# TEXT

North Sea Swimming Lessons

Black Dot Drowning

Lesson No 1: Scrap any plans for cross channel swimming attempts.

Swimming in the sea is tough. It started well, the wetsuit protected me from the staggering chill but the moment I put my face in the water I ingested enough salt to raise my blood pressure to alarming levels. I quickly raised my head and adopted the side to side waggle that gets me nowhere very fast.

(I do appear in this photo – search for the black dot)

Lesson No 2: I do not require any additional buoyancy in my backside.

What with the head wiggle and the 3mm rubber padding I felt like I was trying to swim in the yoga bow position. I couldn’t seem to keep my legs in the water and am seriously considering cutting the buttocks out of my wetsuit and turning it in to a fancy set of chaps.

Lesson No 3: Waves are for surfer dudes.

I bobbed up and down fairly happily until I started seeing the incoming waves breaking on their way towards me.

Then the panic started.

I went out twice over the weekend, trying out different areas of the beach in search of calm deep water but only managed a cumulative distance of 1.5km.

I need to get myself in the pool next week and start training, I also need to get over my reluctance to put my head in open water but I’m not sure how to practice that without sticking my face in puddles.

9 thoughts on “North Sea Swimming Lessons

  1. Pingback: Earthwoman

  2. Emma

    I am terrible at swimming… could only manage from the edge of the pool to the middle of the pool (ie the pool bar) when I was on holiday, then I needed some light refreshment (read alcohol) to rejuvenate me. And I hate getting my hair wet because It goes all curly and frizzy.

    Whereabouts on the coast were you?

  3. Adele

    Could you try practicing somewhere like the ponds at Hampstead Heath or the Serpentine? Calm water…

  4. Speed Racer

    Was there actually any SWIMMING involved in this dip, or did you just bob like a cork for 1,500 meters?

  5. warriorwoman Post author

    Bobbing like a cork did of course form quite a large part of this weekends activities, that’s the amazing thing about wetsuits – you can just float.

# SHORT TASK 1
Translate the following sentence from the North Sea swimming post into Spanish: "I bobbed up and down fairly happily until I started seeing the incoming waves breaking on their way towards me."
# SHORT TASK 2
Pick up the North Sea swimming post where it stops and carry it forward.

# DATASET EXCERPT
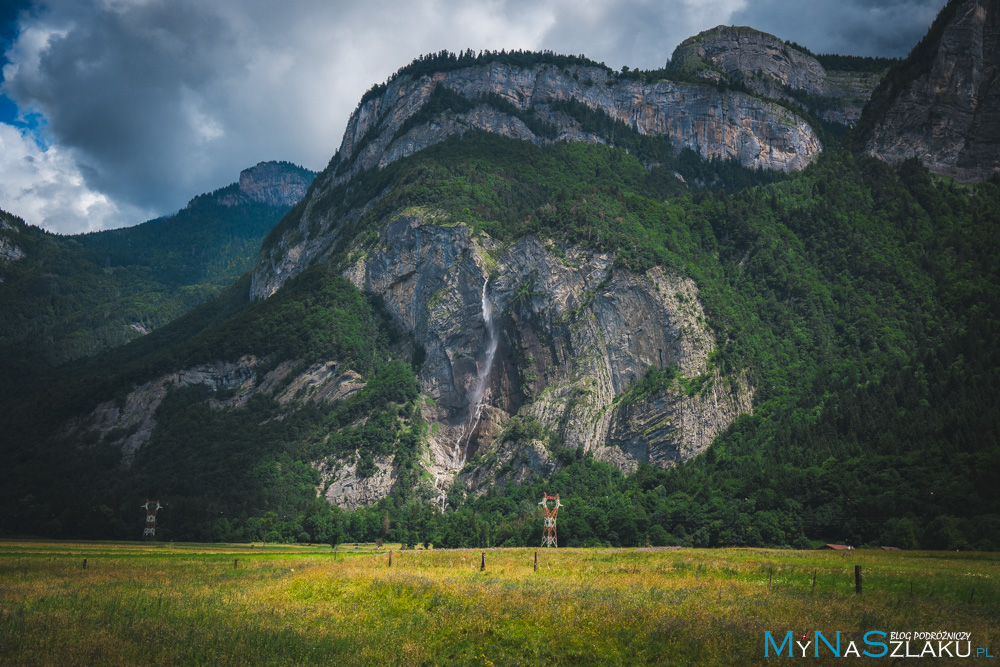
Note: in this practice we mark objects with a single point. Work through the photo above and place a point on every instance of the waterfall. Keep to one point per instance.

# EXERCISE RESULT 1
Subí y bajé flotando con bastante alegría hasta que empecé a ver cómo las olas entrantes rompían en su camino hacia mí.

# EXERCISE RESULT 2
    Emma – if there had been a midpoint bar I would have lingered for some considerable time but they haven’t grasped the concept of early morning drinking in the bay of Bridlington.

    Adele – good suggestions. I’ve been to the women’s pond but I don’ t think they allow wetsuits and it’s feels odd to swim properly amongst the ducks. The Serpentine is a definite option though.

  6. Karen

    Try Heron Lake and/ or Liquid Leisure too…. good places for OW swimming. Tips on getting used to the temp;
    Go in slowly, start only with your legs
    Dip hands in and get them chilly too…. do this for a min or two
    Splash some water over your face
    Take the plunge but flip and float on your back for a bit and get some water into the suit (nice cold rush that one)…
    Flip back over and put your face in
    Start to swim….

    Works for me – did Heron Lake end of April when it was about 12 degrees… brrrr


  7. Adele

    I have that lovely ‘Wild Swim’ book and I think it mentions that they now have wetsuit sessions on the Heath, maybe worth a look so you have a few options.

  8. Runner Leana

    Chap style wetsuits, what an interesting concept! I have no open water experience so therefore no advice, but best of luck!

  9. WildWill


    You dont know me but i see you are doning the great north swim … me to … i hope you are liiking forward to it as much as i am.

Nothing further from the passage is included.